»»

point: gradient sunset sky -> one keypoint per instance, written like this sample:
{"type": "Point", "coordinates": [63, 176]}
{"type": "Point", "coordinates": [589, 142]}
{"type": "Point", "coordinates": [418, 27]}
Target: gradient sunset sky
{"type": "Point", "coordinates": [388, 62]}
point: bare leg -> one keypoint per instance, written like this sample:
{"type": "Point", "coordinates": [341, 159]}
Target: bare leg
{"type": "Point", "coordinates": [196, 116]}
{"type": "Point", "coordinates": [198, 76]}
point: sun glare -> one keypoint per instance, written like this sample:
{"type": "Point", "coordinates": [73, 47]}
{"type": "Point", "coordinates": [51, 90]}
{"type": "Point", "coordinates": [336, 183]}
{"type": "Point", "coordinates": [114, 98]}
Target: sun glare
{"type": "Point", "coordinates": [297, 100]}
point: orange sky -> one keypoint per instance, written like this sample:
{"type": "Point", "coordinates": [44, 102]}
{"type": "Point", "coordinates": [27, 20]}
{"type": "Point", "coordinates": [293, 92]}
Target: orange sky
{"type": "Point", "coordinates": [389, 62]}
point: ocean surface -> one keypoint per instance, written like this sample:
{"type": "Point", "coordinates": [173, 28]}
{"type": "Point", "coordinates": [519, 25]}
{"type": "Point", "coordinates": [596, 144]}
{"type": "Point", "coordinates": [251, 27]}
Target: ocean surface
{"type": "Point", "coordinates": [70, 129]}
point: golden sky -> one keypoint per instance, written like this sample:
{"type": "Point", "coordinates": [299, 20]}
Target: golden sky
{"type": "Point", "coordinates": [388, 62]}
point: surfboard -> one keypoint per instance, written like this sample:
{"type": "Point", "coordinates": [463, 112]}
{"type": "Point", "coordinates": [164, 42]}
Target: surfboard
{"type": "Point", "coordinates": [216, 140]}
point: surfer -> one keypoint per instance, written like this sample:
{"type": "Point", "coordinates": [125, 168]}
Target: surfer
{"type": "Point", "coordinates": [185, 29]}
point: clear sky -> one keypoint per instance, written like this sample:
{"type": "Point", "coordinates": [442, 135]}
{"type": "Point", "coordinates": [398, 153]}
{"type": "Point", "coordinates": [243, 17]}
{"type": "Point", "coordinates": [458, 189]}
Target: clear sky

««

What the task asks →
Restate the material word for word, but only from its first line through the line containing "point: bare leg".

Response below →
point: gradient sunset sky -> one keypoint per instance, written like this sample:
{"type": "Point", "coordinates": [63, 176]}
{"type": "Point", "coordinates": [589, 142]}
{"type": "Point", "coordinates": [418, 27]}
Target: gradient sunset sky
{"type": "Point", "coordinates": [388, 62]}
point: bare leg -> one keypoint per instance, written like this sample:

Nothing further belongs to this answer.